▸ **Problem statement**
Below are records to be output exactly, every one of them.

☆ ☆ ☆ ☆ ☆

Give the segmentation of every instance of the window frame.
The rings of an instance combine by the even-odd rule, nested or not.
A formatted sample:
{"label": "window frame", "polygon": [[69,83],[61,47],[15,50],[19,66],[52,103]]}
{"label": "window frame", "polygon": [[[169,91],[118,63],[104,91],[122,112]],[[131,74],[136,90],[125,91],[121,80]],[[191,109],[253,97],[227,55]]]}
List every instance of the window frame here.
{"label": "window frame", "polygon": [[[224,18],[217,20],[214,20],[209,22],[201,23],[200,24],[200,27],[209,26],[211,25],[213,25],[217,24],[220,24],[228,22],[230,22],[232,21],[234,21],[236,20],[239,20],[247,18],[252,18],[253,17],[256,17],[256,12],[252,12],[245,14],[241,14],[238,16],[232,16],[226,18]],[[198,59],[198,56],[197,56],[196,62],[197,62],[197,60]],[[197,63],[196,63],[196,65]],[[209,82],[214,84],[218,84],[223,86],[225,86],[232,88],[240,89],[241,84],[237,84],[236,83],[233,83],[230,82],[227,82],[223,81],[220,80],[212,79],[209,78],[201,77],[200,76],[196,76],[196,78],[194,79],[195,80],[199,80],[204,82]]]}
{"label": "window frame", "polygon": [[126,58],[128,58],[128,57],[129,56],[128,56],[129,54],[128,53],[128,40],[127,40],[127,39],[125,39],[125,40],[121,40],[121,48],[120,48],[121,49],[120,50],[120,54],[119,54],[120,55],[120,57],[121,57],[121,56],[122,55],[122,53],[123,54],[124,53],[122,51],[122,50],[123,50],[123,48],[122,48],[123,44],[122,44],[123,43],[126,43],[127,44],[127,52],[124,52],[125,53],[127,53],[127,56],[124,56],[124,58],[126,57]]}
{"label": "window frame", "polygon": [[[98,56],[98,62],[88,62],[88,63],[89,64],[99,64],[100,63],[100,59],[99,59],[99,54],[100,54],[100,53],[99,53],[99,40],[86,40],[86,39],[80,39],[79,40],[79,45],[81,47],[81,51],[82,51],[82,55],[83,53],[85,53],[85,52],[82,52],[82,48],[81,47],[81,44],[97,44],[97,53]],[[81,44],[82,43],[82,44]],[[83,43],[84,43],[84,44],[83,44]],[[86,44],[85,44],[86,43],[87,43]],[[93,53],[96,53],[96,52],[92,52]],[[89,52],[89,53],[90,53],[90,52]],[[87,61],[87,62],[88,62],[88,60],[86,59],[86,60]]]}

☆ ☆ ☆ ☆ ☆

▸ **Task result**
Give the segmentation of every instance of the window frame.
The rings of an instance combine by the even-odd rule, nested or not.
A formatted sample:
{"label": "window frame", "polygon": [[69,83],[61,47],[15,50],[19,66],[52,103]]}
{"label": "window frame", "polygon": [[[169,91],[118,63],[104,91],[122,112]],[[131,74],[136,90],[125,91],[121,80]],[[191,109],[253,97],[227,55]]]}
List every instance of the window frame here.
{"label": "window frame", "polygon": [[[224,18],[217,20],[214,20],[209,22],[201,23],[200,24],[200,27],[209,26],[211,25],[213,25],[217,24],[220,24],[228,22],[230,22],[232,21],[234,21],[236,20],[239,20],[247,18],[252,18],[253,17],[256,17],[256,12],[252,12],[245,14],[241,14],[238,16],[232,16],[226,18]],[[198,59],[198,56],[197,56],[196,62],[197,62],[197,60]],[[197,63],[196,63],[196,65]],[[209,82],[214,84],[218,84],[223,86],[225,86],[232,88],[240,89],[241,84],[237,84],[236,83],[233,83],[230,82],[227,82],[223,81],[220,80],[212,79],[209,78],[201,77],[200,76],[196,76],[196,78],[194,79],[195,80],[199,80],[204,82]]]}
{"label": "window frame", "polygon": [[126,58],[128,58],[128,57],[129,56],[128,56],[129,54],[128,53],[128,40],[127,40],[127,39],[125,39],[125,40],[121,40],[121,48],[120,48],[121,49],[120,50],[120,54],[119,54],[120,55],[120,57],[121,57],[121,56],[122,55],[122,53],[123,54],[124,53],[122,51],[122,50],[123,50],[123,48],[122,48],[123,44],[122,44],[123,43],[126,43],[127,44],[127,52],[124,52],[125,53],[127,53],[127,56],[124,56],[124,58],[126,57]]}
{"label": "window frame", "polygon": [[[98,56],[98,62],[88,62],[88,63],[89,64],[99,64],[100,63],[100,59],[99,59],[99,54],[100,54],[100,53],[99,53],[99,40],[86,40],[86,39],[80,39],[79,40],[79,45],[81,47],[81,51],[82,51],[82,55],[83,53],[85,53],[85,52],[82,52],[82,48],[81,47],[81,44],[97,44],[97,53]],[[81,44],[82,43],[82,44]],[[83,43],[84,43],[84,44],[83,44]],[[86,44],[85,44],[86,43],[87,43]],[[93,53],[96,53],[96,52],[92,52]],[[89,52],[89,53],[90,53],[90,52]],[[87,61],[87,62],[88,62],[88,60],[86,59],[86,60]]]}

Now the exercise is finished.